**Short problem:** Report every line of the material below that contains the string "shaped". Letter case must match.

**Material for this exercise:**
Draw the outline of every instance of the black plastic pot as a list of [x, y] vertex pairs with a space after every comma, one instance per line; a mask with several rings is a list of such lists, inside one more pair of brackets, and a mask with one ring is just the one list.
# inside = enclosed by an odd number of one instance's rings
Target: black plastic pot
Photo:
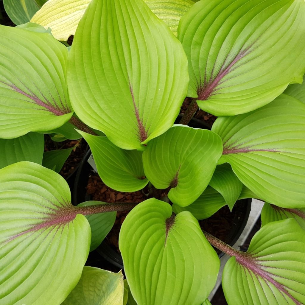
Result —
[[[178, 124], [182, 116], [179, 115], [175, 124]], [[201, 128], [210, 130], [210, 127], [207, 123], [196, 119], [192, 119], [189, 124], [195, 128]], [[77, 205], [81, 202], [92, 200], [91, 196], [87, 193], [86, 187], [92, 168], [88, 160], [91, 154], [89, 150], [81, 163], [76, 174], [73, 190], [74, 204]], [[237, 202], [233, 208], [232, 213], [235, 214], [233, 222], [235, 224], [232, 228], [228, 243], [232, 246], [240, 236], [247, 223], [251, 210], [251, 199], [243, 199]], [[104, 240], [101, 245], [95, 250], [107, 261], [121, 269], [124, 268], [122, 257]], [[224, 253], [221, 253], [218, 256], [221, 257]]]

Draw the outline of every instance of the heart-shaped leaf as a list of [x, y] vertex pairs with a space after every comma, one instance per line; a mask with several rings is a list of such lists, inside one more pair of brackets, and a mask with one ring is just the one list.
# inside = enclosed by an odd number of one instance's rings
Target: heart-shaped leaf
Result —
[[175, 126], [148, 144], [143, 153], [144, 171], [156, 188], [171, 186], [168, 198], [185, 206], [207, 186], [222, 150], [214, 133]]
[[122, 305], [123, 274], [85, 266], [77, 285], [62, 305]]
[[226, 204], [221, 194], [208, 186], [191, 204], [184, 207], [173, 204], [173, 210], [176, 214], [183, 211], [188, 211], [196, 219], [200, 220], [210, 217]]
[[90, 226], [67, 184], [23, 162], [0, 170], [0, 303], [60, 304], [78, 281]]
[[[305, 204], [304, 205], [305, 205]], [[265, 202], [262, 210], [260, 218], [262, 227], [272, 221], [294, 218], [305, 230], [305, 208], [285, 209]]]
[[73, 109], [117, 146], [143, 150], [174, 124], [187, 90], [186, 57], [142, 1], [93, 0], [69, 58]]
[[133, 192], [148, 183], [143, 170], [141, 152], [122, 149], [106, 137], [79, 132], [90, 146], [99, 175], [107, 186], [120, 192]]
[[43, 135], [30, 132], [15, 139], [0, 139], [0, 168], [20, 161], [41, 164], [45, 148]]
[[[78, 206], [86, 206], [96, 204], [104, 204], [100, 201], [85, 201], [77, 205]], [[90, 252], [96, 249], [101, 244], [113, 226], [117, 212], [109, 212], [99, 213], [85, 216], [91, 228], [91, 243]]]
[[242, 184], [232, 170], [230, 165], [225, 163], [217, 166], [209, 184], [223, 196], [232, 211], [240, 195]]
[[212, 130], [223, 142], [219, 163], [230, 163], [239, 179], [259, 198], [282, 207], [303, 207], [303, 104], [282, 94], [249, 113], [218, 118]]
[[49, 33], [0, 26], [0, 137], [52, 130], [69, 120], [68, 53]]
[[292, 219], [264, 226], [226, 264], [222, 287], [229, 305], [305, 303], [304, 230]]
[[50, 27], [53, 35], [66, 41], [75, 34], [81, 18], [91, 0], [49, 0], [31, 19]]
[[175, 217], [152, 198], [123, 223], [119, 246], [126, 276], [138, 304], [201, 305], [216, 282], [220, 261], [190, 213]]
[[181, 18], [178, 38], [188, 56], [188, 96], [215, 115], [272, 101], [305, 72], [305, 3], [300, 0], [211, 0]]

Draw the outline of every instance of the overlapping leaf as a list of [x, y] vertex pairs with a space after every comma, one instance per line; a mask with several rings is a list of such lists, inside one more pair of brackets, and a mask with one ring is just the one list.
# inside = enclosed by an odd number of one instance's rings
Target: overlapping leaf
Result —
[[120, 192], [130, 192], [138, 191], [148, 183], [142, 152], [122, 149], [106, 137], [79, 132], [90, 146], [99, 175], [106, 185]]
[[212, 0], [181, 19], [188, 56], [188, 96], [218, 116], [257, 109], [305, 72], [305, 3], [299, 0]]
[[0, 137], [52, 130], [69, 120], [68, 53], [49, 34], [0, 26]]
[[122, 305], [123, 274], [85, 266], [81, 279], [62, 305]]
[[201, 305], [215, 285], [219, 259], [198, 222], [188, 212], [175, 217], [164, 202], [149, 199], [133, 209], [119, 245], [138, 304]]
[[266, 224], [228, 261], [222, 287], [229, 305], [305, 303], [304, 230], [294, 219]]
[[[304, 204], [305, 205], [305, 204]], [[285, 209], [265, 202], [260, 215], [262, 226], [277, 220], [294, 218], [305, 230], [305, 208]]]
[[174, 126], [148, 143], [143, 153], [144, 171], [157, 188], [171, 186], [168, 198], [185, 206], [207, 186], [222, 150], [221, 139], [214, 133]]
[[81, 18], [91, 0], [49, 0], [33, 16], [31, 22], [50, 27], [59, 40], [75, 34]]
[[93, 0], [69, 56], [74, 109], [116, 145], [143, 150], [172, 125], [187, 91], [187, 59], [142, 1]]
[[41, 164], [44, 148], [43, 135], [35, 132], [15, 139], [0, 139], [0, 168], [20, 161]]
[[219, 163], [228, 162], [259, 198], [282, 207], [305, 202], [305, 107], [282, 94], [251, 112], [219, 118], [212, 130], [224, 143]]
[[88, 256], [88, 221], [63, 178], [41, 165], [2, 168], [0, 186], [0, 303], [60, 304]]

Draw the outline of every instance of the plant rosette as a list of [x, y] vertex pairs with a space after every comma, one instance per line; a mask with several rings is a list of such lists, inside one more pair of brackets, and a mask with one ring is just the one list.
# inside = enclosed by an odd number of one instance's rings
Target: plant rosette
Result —
[[[2, 305], [208, 304], [212, 246], [231, 257], [229, 305], [305, 303], [305, 2], [45, 2], [5, 0], [20, 25], [0, 26]], [[198, 107], [211, 130], [187, 126]], [[41, 165], [44, 133], [82, 137], [108, 186], [168, 189], [172, 205], [72, 205]], [[247, 252], [203, 232], [253, 197], [266, 203]], [[125, 284], [84, 267], [122, 211]]]

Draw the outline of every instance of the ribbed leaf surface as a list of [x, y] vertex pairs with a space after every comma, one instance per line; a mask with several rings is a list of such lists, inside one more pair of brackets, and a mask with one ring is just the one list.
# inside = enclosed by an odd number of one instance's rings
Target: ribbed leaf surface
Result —
[[122, 305], [123, 274], [85, 266], [81, 279], [62, 305]]
[[217, 116], [257, 109], [305, 72], [305, 3], [211, 0], [181, 19], [178, 38], [189, 62], [188, 96]]
[[31, 22], [50, 27], [53, 35], [65, 41], [75, 34], [91, 0], [49, 0], [33, 16]]
[[173, 204], [173, 210], [176, 214], [183, 211], [188, 211], [196, 219], [200, 220], [208, 218], [226, 204], [221, 194], [208, 186], [191, 204], [184, 207]]
[[[77, 205], [78, 206], [85, 206], [95, 204], [103, 204], [100, 201], [85, 201]], [[86, 215], [91, 228], [91, 243], [90, 252], [96, 249], [101, 244], [107, 234], [111, 229], [115, 221], [117, 212], [107, 212], [91, 215]]]
[[294, 218], [305, 230], [305, 208], [285, 209], [265, 202], [262, 210], [260, 218], [262, 227], [272, 221]]
[[222, 287], [229, 305], [305, 303], [304, 230], [294, 219], [264, 226], [228, 261]]
[[156, 188], [171, 186], [168, 198], [185, 206], [207, 186], [222, 150], [214, 133], [175, 126], [148, 143], [143, 153], [144, 171]]
[[52, 130], [69, 120], [67, 57], [49, 34], [0, 26], [0, 137]]
[[87, 259], [88, 222], [63, 178], [36, 163], [0, 170], [0, 303], [60, 304]]
[[224, 143], [219, 163], [229, 163], [259, 198], [282, 207], [305, 202], [305, 107], [282, 94], [244, 114], [219, 118], [212, 128]]
[[216, 282], [219, 260], [198, 222], [188, 212], [172, 212], [168, 203], [149, 199], [122, 225], [120, 249], [138, 304], [201, 305]]
[[20, 161], [41, 164], [44, 148], [43, 135], [36, 132], [15, 139], [0, 139], [0, 168]]
[[99, 175], [106, 185], [120, 192], [132, 192], [148, 183], [143, 170], [141, 152], [122, 149], [106, 137], [79, 132], [89, 144]]
[[69, 56], [74, 109], [117, 146], [143, 150], [172, 125], [186, 94], [186, 57], [142, 1], [93, 0]]

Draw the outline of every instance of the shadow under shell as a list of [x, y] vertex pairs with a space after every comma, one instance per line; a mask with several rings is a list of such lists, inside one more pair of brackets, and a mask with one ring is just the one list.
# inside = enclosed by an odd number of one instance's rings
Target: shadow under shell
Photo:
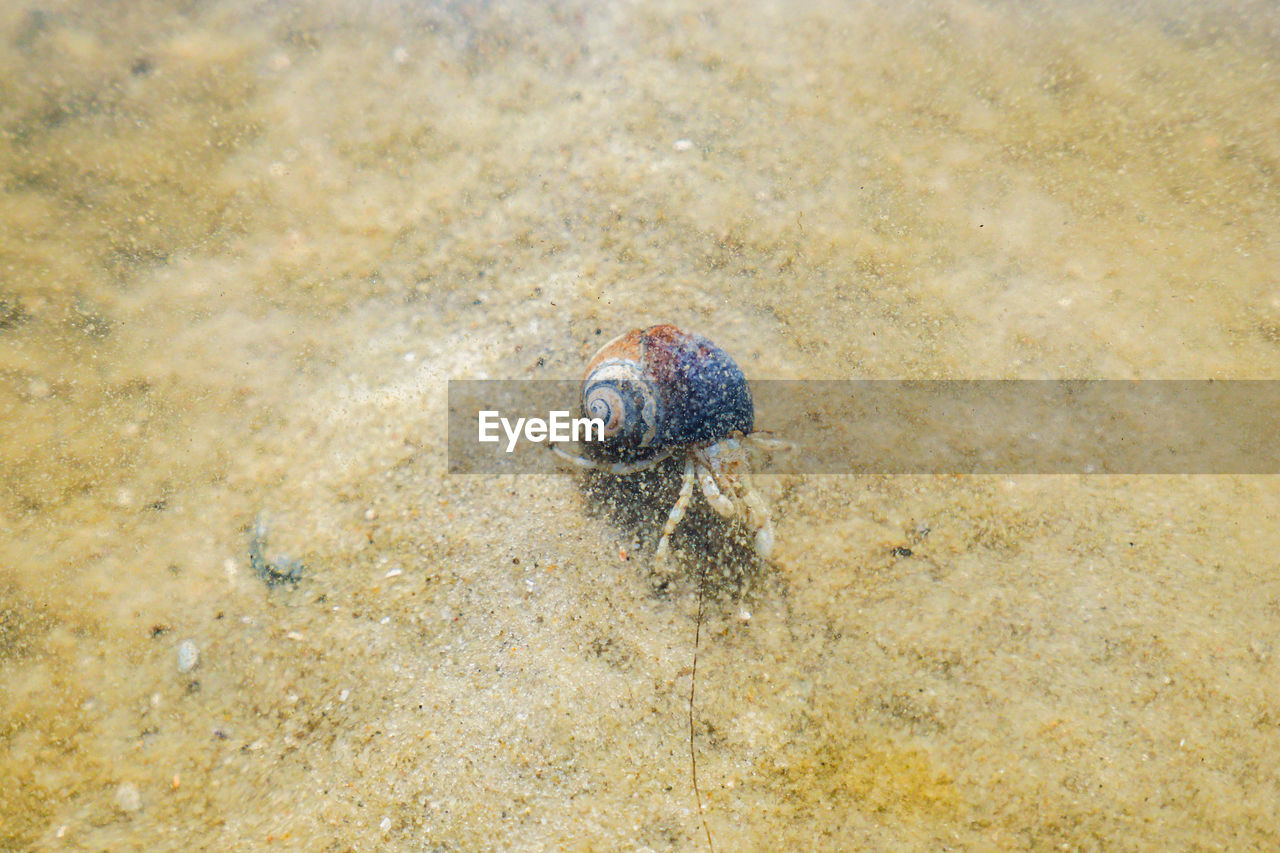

**Reply:**
Draw the outline of every instance of the heart-shaped leaf as a list of [x, y] vertex pairs with a space after every comma, one instance per line; a mask with several rings is a list of such lists, inside one more pair of brackets, and a mask with one ring is just the one list.
Target: heart-shaped leaf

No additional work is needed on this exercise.